__Prompt 1__:
Name every company mentioned in the Oklo and X-Energy article after the byline.
__Prompt 2__:
In the Oklo and X-Energy article, write out the passage starting at "Because would you" and ending at "than 50 years.".

__Exercise passage__:
***

Oklo Bulls Go Silent After First U.S. Nuclear Fuel License in 50 Years Gets Handed to Jeff Bezos

By Stocks News   |   7 hours ago   |   Stock Market News
Oklo Bulls Go Silent After First U.S. Nuclear Fuel License in 50 Years Gets Handed to Jeff Bezos

Live look at Oklo HODL’ers realizing they actually have some real competition to worry about…

If I had to guess what Jeff Bezos’ Google search history looked like this week, I’m going with: “why does my wife act like she’d rather marry Leo DiCaprio” “how to build a nuclear empire without looking evil.”

Because would you look at that? Amazon’s atomic sidekick X-Energy just got the federal green light to cook up reactor fuel for next-gen nukes… the first brand-new license of its kind in more than 50 years.

***

__Study material__:
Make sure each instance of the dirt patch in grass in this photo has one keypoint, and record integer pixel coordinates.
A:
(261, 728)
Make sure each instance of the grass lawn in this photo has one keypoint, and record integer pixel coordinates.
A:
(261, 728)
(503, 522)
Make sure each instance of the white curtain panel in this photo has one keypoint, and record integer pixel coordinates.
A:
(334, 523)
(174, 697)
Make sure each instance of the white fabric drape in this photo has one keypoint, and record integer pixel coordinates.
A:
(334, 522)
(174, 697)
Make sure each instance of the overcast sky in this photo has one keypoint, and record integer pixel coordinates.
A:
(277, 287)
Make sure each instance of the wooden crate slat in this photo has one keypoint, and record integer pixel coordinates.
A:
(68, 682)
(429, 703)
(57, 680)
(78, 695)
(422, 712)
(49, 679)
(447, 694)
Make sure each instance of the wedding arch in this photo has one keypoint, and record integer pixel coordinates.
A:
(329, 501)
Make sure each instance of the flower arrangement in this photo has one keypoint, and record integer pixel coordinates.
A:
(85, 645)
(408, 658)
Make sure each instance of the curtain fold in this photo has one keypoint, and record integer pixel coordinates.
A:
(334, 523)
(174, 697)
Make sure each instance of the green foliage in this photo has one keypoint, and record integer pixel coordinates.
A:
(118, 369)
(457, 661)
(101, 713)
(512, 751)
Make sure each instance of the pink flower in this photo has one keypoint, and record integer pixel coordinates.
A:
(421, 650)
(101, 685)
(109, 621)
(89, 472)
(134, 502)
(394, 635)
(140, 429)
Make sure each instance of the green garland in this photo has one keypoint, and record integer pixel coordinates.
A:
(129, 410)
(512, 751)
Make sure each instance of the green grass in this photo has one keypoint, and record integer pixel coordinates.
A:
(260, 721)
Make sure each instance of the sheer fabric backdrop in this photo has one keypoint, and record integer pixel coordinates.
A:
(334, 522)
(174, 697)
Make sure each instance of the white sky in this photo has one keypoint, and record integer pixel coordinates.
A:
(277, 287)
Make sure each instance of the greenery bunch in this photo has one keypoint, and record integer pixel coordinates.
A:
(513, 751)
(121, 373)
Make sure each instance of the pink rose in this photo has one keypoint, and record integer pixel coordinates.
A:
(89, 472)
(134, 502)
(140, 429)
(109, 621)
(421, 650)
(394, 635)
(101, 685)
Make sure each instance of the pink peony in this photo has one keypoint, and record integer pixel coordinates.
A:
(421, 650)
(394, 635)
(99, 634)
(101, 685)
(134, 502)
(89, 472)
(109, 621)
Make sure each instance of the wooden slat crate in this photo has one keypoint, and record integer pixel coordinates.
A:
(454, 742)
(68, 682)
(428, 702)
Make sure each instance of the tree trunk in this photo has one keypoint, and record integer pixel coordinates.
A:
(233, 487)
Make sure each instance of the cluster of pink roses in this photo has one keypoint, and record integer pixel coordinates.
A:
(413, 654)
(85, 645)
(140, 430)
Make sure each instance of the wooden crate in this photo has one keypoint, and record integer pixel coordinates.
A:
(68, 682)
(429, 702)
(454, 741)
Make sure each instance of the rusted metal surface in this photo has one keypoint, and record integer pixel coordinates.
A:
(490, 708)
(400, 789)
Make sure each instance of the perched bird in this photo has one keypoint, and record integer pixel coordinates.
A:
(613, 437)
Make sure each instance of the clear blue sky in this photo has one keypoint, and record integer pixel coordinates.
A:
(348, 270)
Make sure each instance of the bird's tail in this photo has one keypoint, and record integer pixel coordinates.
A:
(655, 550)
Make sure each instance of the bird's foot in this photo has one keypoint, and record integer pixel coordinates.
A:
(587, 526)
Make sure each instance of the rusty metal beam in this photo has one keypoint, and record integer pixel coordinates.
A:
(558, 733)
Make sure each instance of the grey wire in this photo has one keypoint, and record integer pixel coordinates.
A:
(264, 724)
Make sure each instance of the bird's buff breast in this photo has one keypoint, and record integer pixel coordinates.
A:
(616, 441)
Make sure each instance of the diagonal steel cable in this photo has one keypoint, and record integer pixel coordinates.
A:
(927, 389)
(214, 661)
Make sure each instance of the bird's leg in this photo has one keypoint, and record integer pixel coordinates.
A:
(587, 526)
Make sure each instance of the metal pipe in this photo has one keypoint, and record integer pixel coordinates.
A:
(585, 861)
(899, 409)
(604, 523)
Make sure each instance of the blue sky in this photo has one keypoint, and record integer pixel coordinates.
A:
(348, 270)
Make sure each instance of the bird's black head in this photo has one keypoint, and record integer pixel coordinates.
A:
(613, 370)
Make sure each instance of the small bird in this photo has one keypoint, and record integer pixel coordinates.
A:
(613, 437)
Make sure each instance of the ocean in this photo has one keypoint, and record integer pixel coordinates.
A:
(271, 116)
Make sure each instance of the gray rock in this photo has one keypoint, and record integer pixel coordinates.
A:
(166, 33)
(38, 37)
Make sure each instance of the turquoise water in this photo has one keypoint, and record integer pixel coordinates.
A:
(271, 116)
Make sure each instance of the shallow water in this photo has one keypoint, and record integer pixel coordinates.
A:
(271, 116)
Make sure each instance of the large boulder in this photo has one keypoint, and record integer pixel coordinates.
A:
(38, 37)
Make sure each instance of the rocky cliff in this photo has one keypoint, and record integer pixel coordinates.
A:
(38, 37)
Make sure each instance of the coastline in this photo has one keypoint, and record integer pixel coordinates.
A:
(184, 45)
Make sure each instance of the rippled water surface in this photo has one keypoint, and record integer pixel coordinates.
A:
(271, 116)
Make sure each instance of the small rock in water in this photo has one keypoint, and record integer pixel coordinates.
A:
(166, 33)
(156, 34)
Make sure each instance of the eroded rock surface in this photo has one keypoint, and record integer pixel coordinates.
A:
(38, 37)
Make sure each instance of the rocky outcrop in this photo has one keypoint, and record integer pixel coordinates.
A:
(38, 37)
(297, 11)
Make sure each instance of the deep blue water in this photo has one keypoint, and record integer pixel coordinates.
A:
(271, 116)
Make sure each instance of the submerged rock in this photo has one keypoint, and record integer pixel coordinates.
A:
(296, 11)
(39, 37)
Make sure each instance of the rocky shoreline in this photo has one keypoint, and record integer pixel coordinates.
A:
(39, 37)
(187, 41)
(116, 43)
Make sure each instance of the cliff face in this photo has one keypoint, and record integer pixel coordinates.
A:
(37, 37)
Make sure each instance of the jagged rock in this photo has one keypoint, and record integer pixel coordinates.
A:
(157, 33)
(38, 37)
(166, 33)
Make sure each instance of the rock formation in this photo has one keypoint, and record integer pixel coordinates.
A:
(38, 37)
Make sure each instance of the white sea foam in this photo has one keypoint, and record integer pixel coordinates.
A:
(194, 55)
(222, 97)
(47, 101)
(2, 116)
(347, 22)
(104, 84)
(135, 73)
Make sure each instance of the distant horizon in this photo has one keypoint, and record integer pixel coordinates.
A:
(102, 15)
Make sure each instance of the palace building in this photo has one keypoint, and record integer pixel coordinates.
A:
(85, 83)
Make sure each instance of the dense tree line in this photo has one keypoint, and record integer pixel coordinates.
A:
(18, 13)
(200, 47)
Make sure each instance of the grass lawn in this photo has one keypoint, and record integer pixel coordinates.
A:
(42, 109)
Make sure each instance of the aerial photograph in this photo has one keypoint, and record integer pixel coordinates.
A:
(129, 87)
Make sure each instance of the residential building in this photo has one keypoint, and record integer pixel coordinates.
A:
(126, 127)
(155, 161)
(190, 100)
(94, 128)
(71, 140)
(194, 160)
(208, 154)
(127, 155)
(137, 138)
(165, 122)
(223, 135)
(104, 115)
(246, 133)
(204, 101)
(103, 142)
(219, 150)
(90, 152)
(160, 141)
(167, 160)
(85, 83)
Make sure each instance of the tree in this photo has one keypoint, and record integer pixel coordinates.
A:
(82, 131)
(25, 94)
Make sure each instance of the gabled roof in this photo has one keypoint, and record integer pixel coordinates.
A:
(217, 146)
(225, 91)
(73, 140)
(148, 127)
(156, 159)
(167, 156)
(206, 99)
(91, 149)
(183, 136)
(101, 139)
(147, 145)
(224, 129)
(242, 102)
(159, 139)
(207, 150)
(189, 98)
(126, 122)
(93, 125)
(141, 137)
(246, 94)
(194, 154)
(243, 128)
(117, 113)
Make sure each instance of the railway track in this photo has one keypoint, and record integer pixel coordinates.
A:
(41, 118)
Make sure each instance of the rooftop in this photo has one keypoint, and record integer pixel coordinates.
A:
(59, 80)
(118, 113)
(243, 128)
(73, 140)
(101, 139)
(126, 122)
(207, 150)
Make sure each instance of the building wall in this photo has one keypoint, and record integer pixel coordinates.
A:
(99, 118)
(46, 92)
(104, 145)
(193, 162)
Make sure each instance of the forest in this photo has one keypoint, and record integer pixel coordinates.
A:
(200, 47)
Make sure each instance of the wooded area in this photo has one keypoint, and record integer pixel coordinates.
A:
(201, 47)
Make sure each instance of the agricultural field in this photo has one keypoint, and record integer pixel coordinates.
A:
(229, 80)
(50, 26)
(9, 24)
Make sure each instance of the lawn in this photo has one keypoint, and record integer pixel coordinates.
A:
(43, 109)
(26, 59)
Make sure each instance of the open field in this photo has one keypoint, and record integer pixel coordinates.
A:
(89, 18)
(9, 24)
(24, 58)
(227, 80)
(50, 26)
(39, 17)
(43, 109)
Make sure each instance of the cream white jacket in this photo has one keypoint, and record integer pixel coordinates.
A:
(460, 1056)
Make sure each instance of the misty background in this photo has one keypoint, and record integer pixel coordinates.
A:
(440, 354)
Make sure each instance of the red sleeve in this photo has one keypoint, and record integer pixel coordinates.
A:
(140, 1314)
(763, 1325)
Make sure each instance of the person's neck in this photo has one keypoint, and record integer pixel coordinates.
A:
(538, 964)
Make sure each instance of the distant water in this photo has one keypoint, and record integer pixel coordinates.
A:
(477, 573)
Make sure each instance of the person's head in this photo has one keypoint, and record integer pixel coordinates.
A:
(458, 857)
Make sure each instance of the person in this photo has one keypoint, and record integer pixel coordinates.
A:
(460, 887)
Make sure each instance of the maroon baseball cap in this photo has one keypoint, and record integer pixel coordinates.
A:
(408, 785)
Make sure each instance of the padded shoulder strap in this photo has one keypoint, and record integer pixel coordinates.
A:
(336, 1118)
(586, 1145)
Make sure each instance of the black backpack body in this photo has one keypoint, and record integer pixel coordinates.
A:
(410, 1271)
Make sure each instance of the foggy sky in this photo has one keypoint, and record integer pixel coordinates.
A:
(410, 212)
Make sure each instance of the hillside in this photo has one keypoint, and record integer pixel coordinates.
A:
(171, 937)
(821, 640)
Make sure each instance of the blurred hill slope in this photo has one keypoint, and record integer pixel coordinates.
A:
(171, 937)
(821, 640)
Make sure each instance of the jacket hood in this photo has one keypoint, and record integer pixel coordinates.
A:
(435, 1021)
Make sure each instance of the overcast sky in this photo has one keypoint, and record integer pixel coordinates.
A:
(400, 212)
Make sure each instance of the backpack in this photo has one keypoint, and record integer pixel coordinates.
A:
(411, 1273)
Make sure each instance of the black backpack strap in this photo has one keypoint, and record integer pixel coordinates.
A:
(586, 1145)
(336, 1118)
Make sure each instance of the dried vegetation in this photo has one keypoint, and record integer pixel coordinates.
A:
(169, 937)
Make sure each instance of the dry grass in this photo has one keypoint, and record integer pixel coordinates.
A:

***

__Result 1__:
Oklo, Google, Amazon, X-Energy

__Result 2__:
Because would you look at that? Amazon’s atomic sidekick X-Energy just got the federal green light to cook up reactor fuel for next-gen nukes… the first brand-new license of its kind in more than 50 years.